------ Exercise data
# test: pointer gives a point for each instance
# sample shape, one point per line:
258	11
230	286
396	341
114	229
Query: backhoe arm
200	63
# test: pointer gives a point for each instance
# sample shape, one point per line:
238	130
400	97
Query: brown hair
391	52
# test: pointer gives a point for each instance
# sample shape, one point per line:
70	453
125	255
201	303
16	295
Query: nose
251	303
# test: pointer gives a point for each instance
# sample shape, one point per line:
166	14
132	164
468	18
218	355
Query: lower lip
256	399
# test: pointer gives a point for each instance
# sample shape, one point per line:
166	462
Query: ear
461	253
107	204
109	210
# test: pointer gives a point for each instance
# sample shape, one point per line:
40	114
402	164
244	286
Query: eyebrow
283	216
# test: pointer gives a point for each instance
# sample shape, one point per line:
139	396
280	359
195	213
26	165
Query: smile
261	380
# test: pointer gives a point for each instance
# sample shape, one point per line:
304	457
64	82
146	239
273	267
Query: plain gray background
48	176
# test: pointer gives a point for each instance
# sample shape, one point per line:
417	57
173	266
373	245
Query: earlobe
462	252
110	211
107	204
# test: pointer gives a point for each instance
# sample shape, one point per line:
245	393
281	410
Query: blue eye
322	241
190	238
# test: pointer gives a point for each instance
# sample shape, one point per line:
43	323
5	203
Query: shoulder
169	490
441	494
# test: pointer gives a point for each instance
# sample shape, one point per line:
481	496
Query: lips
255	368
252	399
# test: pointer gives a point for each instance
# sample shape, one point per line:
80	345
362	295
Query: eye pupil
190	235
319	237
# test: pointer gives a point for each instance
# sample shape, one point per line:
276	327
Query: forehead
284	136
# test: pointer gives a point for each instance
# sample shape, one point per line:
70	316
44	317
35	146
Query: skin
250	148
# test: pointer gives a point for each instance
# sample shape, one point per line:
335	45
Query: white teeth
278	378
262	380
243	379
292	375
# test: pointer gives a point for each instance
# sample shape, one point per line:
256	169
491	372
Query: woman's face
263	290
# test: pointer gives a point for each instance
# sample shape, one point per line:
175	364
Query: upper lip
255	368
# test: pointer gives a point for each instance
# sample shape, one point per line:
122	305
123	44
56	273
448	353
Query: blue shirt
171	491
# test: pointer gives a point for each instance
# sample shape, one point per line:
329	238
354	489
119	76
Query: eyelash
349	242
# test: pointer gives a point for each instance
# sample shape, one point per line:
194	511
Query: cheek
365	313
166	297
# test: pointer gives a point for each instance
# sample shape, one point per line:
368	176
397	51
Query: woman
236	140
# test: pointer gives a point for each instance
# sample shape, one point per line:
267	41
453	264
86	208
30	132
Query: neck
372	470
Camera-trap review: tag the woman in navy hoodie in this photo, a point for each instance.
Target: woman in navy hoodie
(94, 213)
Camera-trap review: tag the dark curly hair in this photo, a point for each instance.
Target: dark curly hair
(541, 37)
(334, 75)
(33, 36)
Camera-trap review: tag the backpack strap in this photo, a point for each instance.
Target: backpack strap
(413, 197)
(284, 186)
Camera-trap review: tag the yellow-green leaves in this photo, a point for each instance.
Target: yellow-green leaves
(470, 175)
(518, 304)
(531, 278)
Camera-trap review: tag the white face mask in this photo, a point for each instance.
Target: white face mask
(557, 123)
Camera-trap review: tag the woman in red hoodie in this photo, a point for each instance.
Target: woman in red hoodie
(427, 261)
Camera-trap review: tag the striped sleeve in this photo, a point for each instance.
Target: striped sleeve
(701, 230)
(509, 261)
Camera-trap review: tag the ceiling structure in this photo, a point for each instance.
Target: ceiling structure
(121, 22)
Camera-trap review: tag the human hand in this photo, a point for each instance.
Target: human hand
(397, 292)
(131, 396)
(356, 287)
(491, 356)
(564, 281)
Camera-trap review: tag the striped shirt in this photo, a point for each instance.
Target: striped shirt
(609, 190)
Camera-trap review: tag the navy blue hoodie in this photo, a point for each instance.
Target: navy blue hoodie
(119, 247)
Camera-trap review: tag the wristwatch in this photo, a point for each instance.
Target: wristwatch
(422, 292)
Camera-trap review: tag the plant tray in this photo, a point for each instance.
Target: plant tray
------------
Stated problem → Please give each line of the records above as a row of a Markdown table, with the columns Row and Line, numbering the rows in order and leaving out blank lines.

In response →
| Row | Line |
|---|---|
| 1 | # test: pointer gives a point for each instance |
| 2 | # sample shape, one point per line: |
| 3 | 258	11 |
| 4 | 230	286 |
| 5 | 396	341 |
| 6 | 114	229 |
| 7 | Query: backhoe arm |
| 8 | 200	63 |
| 9 | # test: pointer gives a point for each instance |
| 10 | # sample shape, one point per line: |
| 11 | 238	130 |
| 12 | 400	97 |
| 13 | Query: brown hair |
| 14 | 391	52 |
| 15 | # test: pointer gives a point for each instance |
| 16 | # sample shape, one point per line: |
| 17 | 70	453 |
| 18 | 125	255 |
| 19 | 201	303 |
| 20 | 16	295 |
| 21 | Query: nose |
| 22 | 251	303 |
| 23 | # test: pointer gives a point for each instance |
| 24 | # sample shape, one point per line: |
| 25 | 166	14 |
| 26 | 132	164 |
| 27 | 468	18 |
| 28 | 218	355 |
| 29 | Query: lower lip |
| 30 | 256	399 |
| 31 | # test: pointer gives a point for each instance |
| 32 | # sample shape, one point per line: |
| 33 | 166	462 |
| 34 | Query: ear |
| 35 | 461	253 |
| 36 | 107	204 |
| 37 | 109	210 |
| 38 | # test: pointer gives a point for each instance |
| 39 | # sample shape, one point per line: |
| 40 | 40	114 |
| 41 | 402	164 |
| 42 | 244	286 |
| 43 | Query: eyebrow |
| 44 | 283	216 |
| 45 | # test: pointer gives a point for each instance |
| 46 | # sample shape, one point per line: |
| 47 | 139	396 |
| 48 | 280	359 |
| 49 | 195	213 |
| 50 | 26	165 |
| 51 | Query: smile |
| 52 | 261	380 |
| 53 | # test: pointer gives a point for each instance |
| 54 | # sample shape, one point per line: |
| 55 | 304	457 |
| 56 | 64	82 |
| 57 | 146	239 |
| 58 | 273	267 |
| 59 | Query: plain gray background |
| 60 | 48	176 |
| 61 | # test: pointer gives a point for each instance |
| 62 | # sample shape, one point per line: |
| 63 | 417	57 |
| 64 | 173	266 |
| 65 | 373	245 |
| 66 | Query: earlobe |
| 67 | 462	252 |
| 68 | 110	211 |
| 69 | 107	204 |
| 70 | # test: pointer gives a point for each instance |
| 71 | # sample shape, one point per line: |
| 72 | 245	393 |
| 73 | 281	410 |
| 74 | Query: blue eye |
| 75 | 322	241 |
| 76 | 190	238 |
| 77 | # test: pointer gives a point for each instance |
| 78 | # sample shape, one point per line: |
| 79 | 43	323 |
| 80 | 5	203 |
| 81 | Query: shoulder |
| 82 | 169	490 |
| 83 | 441	494 |
| 84 | # test: pointer gives a point for each instance |
| 85 | # sample shape, one point per line: |
| 86 | 481	496 |
| 87 | Query: lips |
| 88 | 255	368 |
| 89 | 252	399 |
| 90 | # test: pointer gives a point for each instance |
| 91 | # sample shape, one point per line: |
| 92 | 80	345 |
| 93 | 362	295 |
| 94 | Query: eye pupil |
| 95 | 190	235 |
| 96 | 319	237 |
| 97 | # test: pointer gives a point for each instance |
| 98 | # sample shape, one point per line: |
| 99 | 276	327 |
| 100 | Query: forehead |
| 101 | 284	136 |
| 102 | # test: pointer gives a point for each instance |
| 103 | # sample shape, one point per line: |
| 104 | 70	316 |
| 105 | 44	317 |
| 106 | 35	146 |
| 107 | Query: skin |
| 108 | 250	148 |
| 109 | # test: pointer gives a point for each instance |
| 110 | # sample shape, one point per line: |
| 111 | 335	45 |
| 112 | Query: white teeth |
| 113 | 278	378 |
| 114 | 262	380 |
| 115 | 243	379 |
| 116 | 292	375 |
| 117 | # test: pointer gives a point for each instance |
| 118 | # sample shape, one point per line: |
| 119 | 256	169 |
| 120 | 491	372 |
| 121 | Query: woman's face |
| 122 | 263	290 |
| 123 | # test: pointer gives a point for each instance |
| 124 | # sample shape, one point per line: |
| 125 | 175	364 |
| 126 | Query: upper lip |
| 127 | 255	368 |
| 128 | # test: pointer gives a point for each instance |
| 129 | # sample shape, one point per line: |
| 130 | 122	305 |
| 131 | 123	44 |
| 132 | 56	273 |
| 133 | 448	353 |
| 134 | Query: blue shirt |
| 135 | 171	491 |
| 136 | # test: pointer gives a point for each instance |
| 137 | # sample shape, one point per line: |
| 138 | 329	238 |
| 139 | 354	489 |
| 140 | 119	76 |
| 141 | Query: eyelash |
| 142 | 349	242 |
| 143 | # test: pointer gives a point for each instance |
| 144 | # sample shape, one point per line: |
| 145 | 194	511 |
| 146 | Query: cheek |
| 147 | 365	313 |
| 148 | 166	297 |
| 149 | # test: pointer gives a point for each instance |
| 150 | # sample shape, one point per line: |
| 151 | 368	176 |
| 152 | 397	51 |
| 153 | Query: woman |
| 154 | 236	140 |
| 155 | # test: pointer gives a point for each instance |
| 156 | # sample shape, one point per line: |
| 157 | 267	41 |
| 158 | 453	264 |
| 159 | 86	208 |
| 160 | 30	132 |
| 161 | Query: neck |
| 162 | 372	470 |
| 163 | Camera-trap review: tag the woman in navy hoodie in this photo, a point for each instance. |
| 164 | Target: woman in navy hoodie |
| 165 | (94, 213) |
| 166 | Camera-trap review: tag the dark curly hair in this photo, a point for each instance. |
| 167 | Target: dark curly hair |
| 168 | (541, 37) |
| 169 | (334, 75) |
| 170 | (33, 36) |
| 171 | Camera-trap review: tag the backpack strap in this photo, a point for each instance. |
| 172 | Target: backpack strap |
| 173 | (413, 197) |
| 174 | (284, 186) |
| 175 | Camera-trap review: tag the yellow-green leaves in this photo, a point for each instance. |
| 176 | Target: yellow-green leaves |
| 177 | (470, 175) |
| 178 | (518, 304) |
| 179 | (531, 278) |
| 180 | Camera-trap review: tag the white face mask in this photo, a point for each instance. |
| 181 | Target: white face mask |
| 182 | (557, 123) |
| 183 | Camera-trap review: tag the woman in red hoodie in this photo, a point for each instance. |
| 184 | Target: woman in red hoodie |
| 185 | (427, 261) |
| 186 | Camera-trap review: tag the striped sleeve in this photo, a point for each instance. |
| 187 | Target: striped sleeve |
| 188 | (701, 230) |
| 189 | (509, 261) |
| 190 | Camera-trap review: tag the ceiling structure in this photo, a point for each instance. |
| 191 | Target: ceiling structure |
| 192 | (121, 22) |
| 193 | Camera-trap review: tag the human hand in this photo, a point for each instance. |
| 194 | Target: human hand |
| 195 | (397, 292) |
| 196 | (131, 396) |
| 197 | (356, 287) |
| 198 | (491, 356) |
| 199 | (564, 281) |
| 200 | Camera-trap review: tag the striped shirt in this photo, a point for each instance. |
| 201 | Target: striped shirt |
| 202 | (609, 190) |
| 203 | Camera-trap review: tag the navy blue hoodie in this photo, a point for each instance. |
| 204 | Target: navy blue hoodie |
| 205 | (119, 247) |
| 206 | Camera-trap review: tag the wristwatch in this photo, a point for each instance. |
| 207 | Target: wristwatch |
| 208 | (422, 292) |
| 209 | Camera-trap review: tag the plant tray in this photo, a point for each instance. |
| 210 | Target: plant tray |